[TEXT PASSAGE]
>>>>>

Studio album by Within Temptation
- Released: 6 April 1997
- Recorded: 1997
- Studio: Studio Moskou, Utrecht, Netherlands
- Genre: Gothic metal; doom metal;
- Length: 45:46
- Label: DSFA
- Producer: Lex Vogelaar; Within Temptation; Anthony van den Berg;

Within Temptation chronology
|  | Enter (1997) | Mother Earth (2000) |

Singles from Enter
- "Restless" Released: 7 April 1997;

= Enter (Within Temptation album) =

Enter is the debut studio album by the Dutch symphonic metal band Within Temptation, released by DSFA Records in 1997. After the band became more widely known in foreign markets, it was re-released by the independent label Season of Mist in North America in 2007, and by Nuclear Blast in 2014. It was produced by Lex Vogelaar, founder of the Dutch death metal band Orphanage, and had to recorded, completed and mixed within three weeks.

The album prominently features lead singer Sharon den Adel's vocals as well as guitarist Robert Westerholt's gruff death metal growls. It is considered a gothic metal release with elements from doom metal, and the lyrics focus mostly on dark and supernatural themes. The track "Restless" was released as the first and only single. Although the album failed to achieve commercial success at the time of its release, it entered the Dutch Charts in 2002 after the commercial success of the band's following album.

<<<<<

[WHAT YOU WILL DO]
**a.** Can you transcribe the article about the album Enter, starting at the words "The album prominently" and stopping after "band's following album."?
**b.** Would you go on with the article about the album Enter from the point where it stops?

[SOURCE DATA]
>>>>>

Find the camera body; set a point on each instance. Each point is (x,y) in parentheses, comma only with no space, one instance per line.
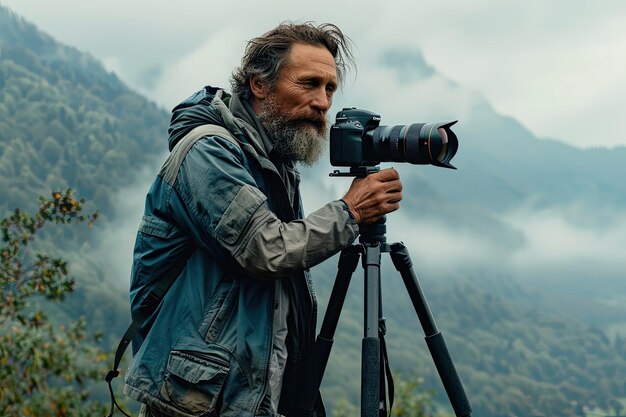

<<<<<

[THE RESULTS]
**a.**
The album prominently features lead singer Sharon den Adel's vocals as well as guitarist Robert Westerholt's gruff death metal growls. It is considered a gothic metal release with elements from doom metal, and the lyrics focus mostly on dark and supernatural themes. The track "Restless" was released as the first and only single. Although the album failed to achieve commercial success at the time of its release, it entered the Dutch Charts in 2002 after the commercial success of the band's following album.

**b.**
Professional ratings
Review scores
| Source | Rating |
| Blabbermouth.net | 7.5/10 |
| Chronicles of Chaos | Star |
| Collector's Guide to Heavy Metal | 7/10 |
| Metal Hammer (GER) | 6/7 |

==History==
===Recording===
One week after they signed with DSFA Records, Within Temptation started recording Enter. The tracks were new versions of demo tracks. It was recorded in Studio Moskou, Utrecht, and it was completed and mixed within three weeks.

Robert Westerholt remembers that "it was incomparable to the first recordings we did earlier, this one was much more professional. After all a nice experience, but a very quick one. 'Enter' was recorded in two weeks and mixed in three days, so it was very difficult for we couldn't take time to develop songs. But it was a nice experience - it was our first album!" Vocalist Sharon den Adel recalls that "I only had one and a half days to record my parts and it was quite hectic, just a short warm-up and then 'Go'!" Lex Vogelaar, founder of the Dutch death metal band Orphanage, supplied the guitar parts for the track "Pearls of Light". Orphanage vocalist George Oosthoek performed some of the growls on "Deep Within".

====Style====
The album's style "sits between gothic metal and doom" and is very instrumental compared to the band's later works. Many of the songs have longer instrumental sections and fewer lyrics. On several songs Westerholt provides growling (in contrast to later albums on which it is rarely used). The lyrics focus on darkness, ghosts, and wars instead of the more common fantasy, love, and nature-centred lyrics found on later albums.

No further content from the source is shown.